[Start of Attachment]

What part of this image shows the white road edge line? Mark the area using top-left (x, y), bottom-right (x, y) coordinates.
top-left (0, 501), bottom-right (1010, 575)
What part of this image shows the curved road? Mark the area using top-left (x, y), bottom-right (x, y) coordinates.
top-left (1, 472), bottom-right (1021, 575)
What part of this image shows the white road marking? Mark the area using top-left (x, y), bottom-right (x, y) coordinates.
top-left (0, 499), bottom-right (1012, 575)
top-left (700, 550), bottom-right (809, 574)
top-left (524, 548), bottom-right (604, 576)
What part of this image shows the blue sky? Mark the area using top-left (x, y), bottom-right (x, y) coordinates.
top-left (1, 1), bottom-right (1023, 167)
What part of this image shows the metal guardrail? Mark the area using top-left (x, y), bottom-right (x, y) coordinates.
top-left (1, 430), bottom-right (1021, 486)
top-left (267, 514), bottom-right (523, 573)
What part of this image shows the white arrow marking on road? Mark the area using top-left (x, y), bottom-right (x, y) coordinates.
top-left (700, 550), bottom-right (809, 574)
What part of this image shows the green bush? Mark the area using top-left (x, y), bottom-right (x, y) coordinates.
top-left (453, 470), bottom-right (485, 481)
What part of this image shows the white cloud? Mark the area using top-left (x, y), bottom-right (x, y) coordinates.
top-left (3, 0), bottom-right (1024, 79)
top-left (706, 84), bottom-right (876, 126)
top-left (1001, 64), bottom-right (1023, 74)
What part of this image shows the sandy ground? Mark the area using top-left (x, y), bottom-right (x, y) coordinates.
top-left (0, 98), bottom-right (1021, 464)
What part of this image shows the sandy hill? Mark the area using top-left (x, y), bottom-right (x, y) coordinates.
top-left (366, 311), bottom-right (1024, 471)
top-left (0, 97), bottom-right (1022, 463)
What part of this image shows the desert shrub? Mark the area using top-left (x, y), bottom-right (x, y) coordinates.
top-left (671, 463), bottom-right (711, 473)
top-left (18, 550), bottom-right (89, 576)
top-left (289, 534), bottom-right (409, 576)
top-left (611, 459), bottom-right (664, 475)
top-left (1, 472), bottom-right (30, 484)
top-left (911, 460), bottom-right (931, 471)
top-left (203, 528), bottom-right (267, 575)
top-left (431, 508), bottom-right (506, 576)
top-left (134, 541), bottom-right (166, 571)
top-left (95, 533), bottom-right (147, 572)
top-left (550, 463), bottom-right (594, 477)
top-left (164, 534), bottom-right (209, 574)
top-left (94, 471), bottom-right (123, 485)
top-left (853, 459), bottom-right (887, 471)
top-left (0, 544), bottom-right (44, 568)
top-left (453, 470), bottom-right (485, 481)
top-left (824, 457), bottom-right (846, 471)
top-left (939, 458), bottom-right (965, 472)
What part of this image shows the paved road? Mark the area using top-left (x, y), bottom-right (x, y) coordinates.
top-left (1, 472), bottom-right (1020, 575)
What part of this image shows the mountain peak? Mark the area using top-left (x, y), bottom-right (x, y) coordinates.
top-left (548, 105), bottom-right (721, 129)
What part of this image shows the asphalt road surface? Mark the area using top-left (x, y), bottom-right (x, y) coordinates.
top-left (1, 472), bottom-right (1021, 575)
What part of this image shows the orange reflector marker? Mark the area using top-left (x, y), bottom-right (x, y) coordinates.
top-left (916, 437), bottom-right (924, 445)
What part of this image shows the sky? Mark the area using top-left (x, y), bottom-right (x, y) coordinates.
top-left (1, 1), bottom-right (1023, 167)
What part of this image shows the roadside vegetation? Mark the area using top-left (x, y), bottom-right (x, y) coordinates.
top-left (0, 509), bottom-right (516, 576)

[End of Attachment]

Exactly as written, transcribe every line shown above.

What part of this image shows the white road edge line? Mark the area using top-left (x, y), bottom-right (x, y) coordinates.
top-left (0, 501), bottom-right (1010, 575)
What part of this image shows the curved road? Mark the area using top-left (x, y), bottom-right (x, y) coordinates.
top-left (1, 472), bottom-right (1021, 575)
What part of this image shows the white road marking? Mark the area using top-left (x, y), bottom-right (x, y) coordinates.
top-left (0, 499), bottom-right (1012, 575)
top-left (700, 550), bottom-right (809, 574)
top-left (524, 548), bottom-right (604, 576)
What part of this image shows the blue sky? Mark the area using top-left (x, y), bottom-right (x, y) coordinates.
top-left (1, 1), bottom-right (1023, 167)
What part of this image shows the metal guardrail? Mark the area using top-left (x, y), bottom-right (x, y) coordinates.
top-left (1, 430), bottom-right (1021, 486)
top-left (267, 514), bottom-right (523, 573)
What part of this image shows the white arrow marking on road? Mark the area using top-left (x, y), bottom-right (x, y) coordinates.
top-left (700, 550), bottom-right (809, 574)
What part of this image shows the green bush? Mark the area using top-left (x, y), bottom-right (x, y) coordinates.
top-left (453, 470), bottom-right (485, 481)
What part of this image shows the white cloud? Mark the area using top-left (x, y), bottom-right (x, y) coordinates.
top-left (3, 0), bottom-right (1024, 79)
top-left (706, 84), bottom-right (876, 126)
top-left (1001, 64), bottom-right (1023, 74)
What part of this image shows the sandy ground? Mark the area using top-left (x, y), bottom-right (x, y) coordinates.
top-left (0, 98), bottom-right (1021, 464)
What part of this image shows the sandy hill? Mark the area using top-left (x, y), bottom-right (x, y) coordinates.
top-left (366, 311), bottom-right (1024, 471)
top-left (0, 97), bottom-right (1022, 463)
What part of this image shows the desert shrub? Mark the area using top-left (x, y), bottom-right (x, y) coordinates.
top-left (671, 463), bottom-right (711, 473)
top-left (18, 550), bottom-right (89, 576)
top-left (289, 534), bottom-right (409, 576)
top-left (611, 459), bottom-right (664, 475)
top-left (1, 472), bottom-right (30, 484)
top-left (911, 460), bottom-right (931, 471)
top-left (203, 528), bottom-right (267, 575)
top-left (431, 508), bottom-right (506, 576)
top-left (134, 541), bottom-right (166, 571)
top-left (95, 533), bottom-right (147, 572)
top-left (550, 463), bottom-right (594, 477)
top-left (164, 534), bottom-right (209, 574)
top-left (94, 471), bottom-right (123, 485)
top-left (853, 459), bottom-right (887, 471)
top-left (0, 544), bottom-right (44, 568)
top-left (453, 470), bottom-right (485, 481)
top-left (824, 457), bottom-right (846, 471)
top-left (939, 458), bottom-right (965, 472)
What part of this image shows the paved road? Mark the area using top-left (x, y), bottom-right (x, y) coordinates.
top-left (1, 472), bottom-right (1020, 575)
What part of this image shows the mountain peak? Mark the area using top-left (x, y), bottom-right (x, y) coordinates.
top-left (548, 105), bottom-right (721, 129)
What part of this image shows the asphalt road surface? Mark the area using top-left (x, y), bottom-right (x, y) coordinates.
top-left (1, 472), bottom-right (1021, 575)
What part of this image shows the orange reflector marker? Mark the area using top-left (x, y), bottom-right (x, y) coordinates.
top-left (916, 437), bottom-right (924, 445)
What part of this image shows the sky? Mark the area using top-left (x, y), bottom-right (x, y) coordinates.
top-left (1, 1), bottom-right (1023, 167)
What part of this image shows the roadside vegetation? Mark the area using top-left (x, y), bottom-right (x, y) coordinates.
top-left (0, 509), bottom-right (516, 576)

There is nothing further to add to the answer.